**Prompt:** Where a line of the records holds the string "instance", copy that line.

**Source information:**
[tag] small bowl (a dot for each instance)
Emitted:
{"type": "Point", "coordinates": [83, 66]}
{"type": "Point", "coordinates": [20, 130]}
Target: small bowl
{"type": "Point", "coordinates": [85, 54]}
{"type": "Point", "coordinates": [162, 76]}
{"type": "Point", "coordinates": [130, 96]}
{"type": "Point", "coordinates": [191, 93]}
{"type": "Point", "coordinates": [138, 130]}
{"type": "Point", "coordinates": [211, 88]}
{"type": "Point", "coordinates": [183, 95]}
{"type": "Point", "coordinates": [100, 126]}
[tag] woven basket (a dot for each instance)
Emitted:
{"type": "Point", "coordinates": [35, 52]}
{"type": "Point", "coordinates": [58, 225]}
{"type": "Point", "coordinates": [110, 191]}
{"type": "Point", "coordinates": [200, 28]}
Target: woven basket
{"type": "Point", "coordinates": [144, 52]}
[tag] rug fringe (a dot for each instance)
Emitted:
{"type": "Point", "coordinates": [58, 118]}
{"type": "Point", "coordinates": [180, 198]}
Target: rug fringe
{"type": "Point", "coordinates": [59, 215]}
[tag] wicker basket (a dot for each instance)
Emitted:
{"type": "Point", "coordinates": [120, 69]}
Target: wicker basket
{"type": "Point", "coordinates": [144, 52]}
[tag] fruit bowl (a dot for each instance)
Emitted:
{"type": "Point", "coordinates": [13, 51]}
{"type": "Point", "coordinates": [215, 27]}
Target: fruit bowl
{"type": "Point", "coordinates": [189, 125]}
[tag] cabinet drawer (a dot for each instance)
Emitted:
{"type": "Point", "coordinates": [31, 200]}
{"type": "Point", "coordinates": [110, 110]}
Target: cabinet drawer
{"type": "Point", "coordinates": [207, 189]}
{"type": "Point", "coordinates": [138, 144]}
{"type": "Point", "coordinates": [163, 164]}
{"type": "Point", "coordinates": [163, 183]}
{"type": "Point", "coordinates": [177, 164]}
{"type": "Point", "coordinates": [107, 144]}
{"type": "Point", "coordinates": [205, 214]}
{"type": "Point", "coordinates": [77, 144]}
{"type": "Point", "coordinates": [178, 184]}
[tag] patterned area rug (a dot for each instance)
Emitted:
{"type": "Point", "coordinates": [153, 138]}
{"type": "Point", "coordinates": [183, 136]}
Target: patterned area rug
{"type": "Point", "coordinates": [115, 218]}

**Task response:**
[tag] small bowl (a dot for each instance)
[tag] woven basket (a dot for each instance)
[tag] rug fringe (a dot for each instance)
[tag] wicker basket (a dot for each instance)
[tag] fruit bowl (a dot for each instance)
[tag] cabinet drawer (a dot for each instance)
[tag] patterned area rug (a dot for each instance)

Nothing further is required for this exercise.